• _INSTRUCTIONS TO FOLLOW_
In the forum thread on thinning Minwax poly, what did a review on the Rockler site say the "Green" mineral spirits contained a high percentage of?

• _DOCUMENT EXCERPT_

# Thinning MinWax Fast Drying Poly (Clear Gloss) with "Green" Mineral Spirits



## jcwalleye (Dec 26, 2009)

Are there reasons why a person shouldn't thin MinWax Poly (oil based) with Kleen Strip "Green" Odorless Mineral Spirits? These mineral spirits have a milky appearance that continues after mixing but disappears when brushed on. The mixture doesn't look right to me nor does it dry very fast. The instructions on the MinWax says don't thin.

I tried thinning with paint thinner and get better results. But would like the low VOC's of "Green" mineral spirits. Are there other kinds of mineral spirits that would work better.


----------



## stevenhsieh (Jan 8, 2010)

The problem is the "Green Odorless Mineral spirits" 
It is not a* REAL* mineral spirit.
You can buy Odorless Mineral Spirits


----------



## stevenhsieh (Jan 8, 2010)




----------



## jcwalleye (Dec 26, 2009)

Thanks much Steven. I didn't see anything but the "Green" mineral spirts at the BORG. I guess I should have looked closer or elsewhere.

Rant On:
Why can companies get away with advertising "Green Odorless Mineral Spirits" that aren't a real mineral spirit. Their labels say "Can be used with any oil based finish" Be assured that's not true, at least in terms of thinning Poly. They don't do anything to explain what's different. Disgruntled, gripe, moan, bitch.
Rant Off.


----------



## HebronLLC (Oct 11, 2009)

I have thinned Minwax poly with Naphtha Solvent with great success. Of course it isn't "green" or odorless, but it does a great job of creating that quick skin and hasn't effected the end result of the finish. I usually add one once per quart of poly. Not sure if it makes a difference, but I spray mine on as well; so not totally sure how well it works if it is brushed or rubbed on. Last time I looked it was available at both HD or Lws.

Just another alternative.

Aaron


----------



## Cory (Jan 14, 2009)

Forgive my ignorance, but what makes the "green" mineral spirits not really mineral spirits?


----------



## wseand (Jan 27, 2010)

I have had great success with thinning min-wax with the green mineral spirits. But I really just dip the brush in the spirits prior to dipping in the poly but not necessary every time you dip in the poly. It really helps smooth the poly out and keeps the poly from drying on the brush. I have actually called min-wax and they suggested this before trying to mix it together in the can. Not sure if this is what you are doing or not. So I just have two smaller cans and put smaller portions of each and use those. It also does a great job of cleaning wood prior to stain, it really helps the wood absorb the color of the stain. Kleen-strip is the only mineral spirits I use, I prefer the environmental friendly solvents. Anyways, just my 0.02 cents FWIW.


----------



## jcwalleye (Dec 26, 2009)

I mixed a 50/50 solution of MinWax Poly (oil based) with Kleen Strip "Green" Odorless Mineral Spirits. It was still tacky after a week and sanding only loaded up the sandpaper instead of resulting in a white powder. I tried moving the wood to a warmer location (avg 75 deg) and that didn't seem to make any difference.

After getting Steven's answer I researched further and found a review on the Rockler site where someone said the "Green" mineral spirits contained a high percentage of water, hence the milky appearance. That user was very disappointed with it because it caused grain raise. I'm disappointed that Rockler wouldn't add my review of the product.

• _DATA ENTRIES_
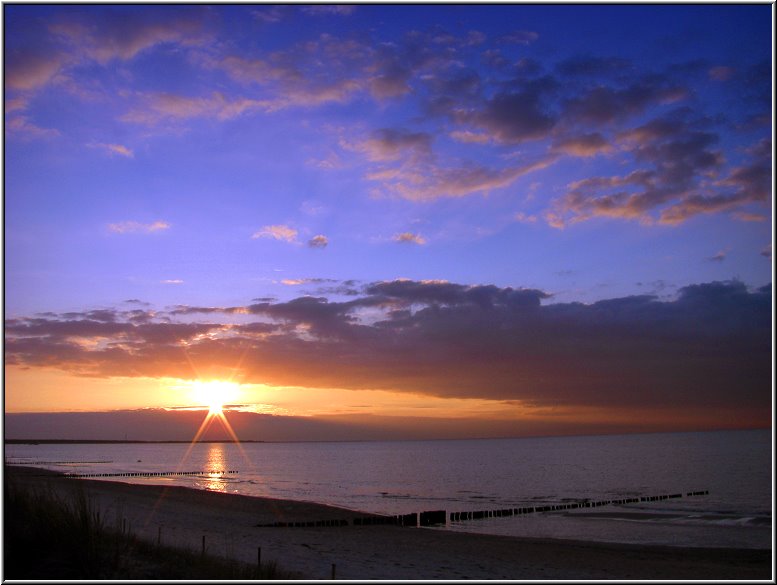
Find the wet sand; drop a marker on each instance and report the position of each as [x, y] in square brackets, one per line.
[230, 524]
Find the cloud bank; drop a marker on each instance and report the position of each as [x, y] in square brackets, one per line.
[708, 348]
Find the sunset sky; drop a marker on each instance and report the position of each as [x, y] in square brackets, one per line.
[443, 220]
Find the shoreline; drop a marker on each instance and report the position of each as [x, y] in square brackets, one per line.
[230, 527]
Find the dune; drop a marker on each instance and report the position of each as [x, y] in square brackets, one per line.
[235, 526]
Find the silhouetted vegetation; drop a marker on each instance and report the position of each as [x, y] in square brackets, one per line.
[49, 537]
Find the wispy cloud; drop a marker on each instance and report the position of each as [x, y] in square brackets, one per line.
[129, 227]
[442, 338]
[409, 238]
[113, 149]
[318, 241]
[277, 232]
[719, 257]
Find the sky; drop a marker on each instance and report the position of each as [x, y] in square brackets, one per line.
[401, 220]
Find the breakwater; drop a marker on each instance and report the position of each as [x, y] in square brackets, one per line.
[149, 473]
[441, 517]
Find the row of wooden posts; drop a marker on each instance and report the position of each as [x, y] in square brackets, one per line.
[55, 462]
[147, 473]
[440, 517]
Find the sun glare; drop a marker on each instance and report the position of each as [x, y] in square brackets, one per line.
[214, 394]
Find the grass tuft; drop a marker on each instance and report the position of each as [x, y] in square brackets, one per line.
[47, 536]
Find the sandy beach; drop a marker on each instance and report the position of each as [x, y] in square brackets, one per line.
[231, 527]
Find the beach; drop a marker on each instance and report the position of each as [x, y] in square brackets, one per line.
[237, 526]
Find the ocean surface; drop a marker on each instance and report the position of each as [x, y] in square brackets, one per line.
[400, 477]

• _RESULT BELOW_
Water, which accounts for the milky appearance.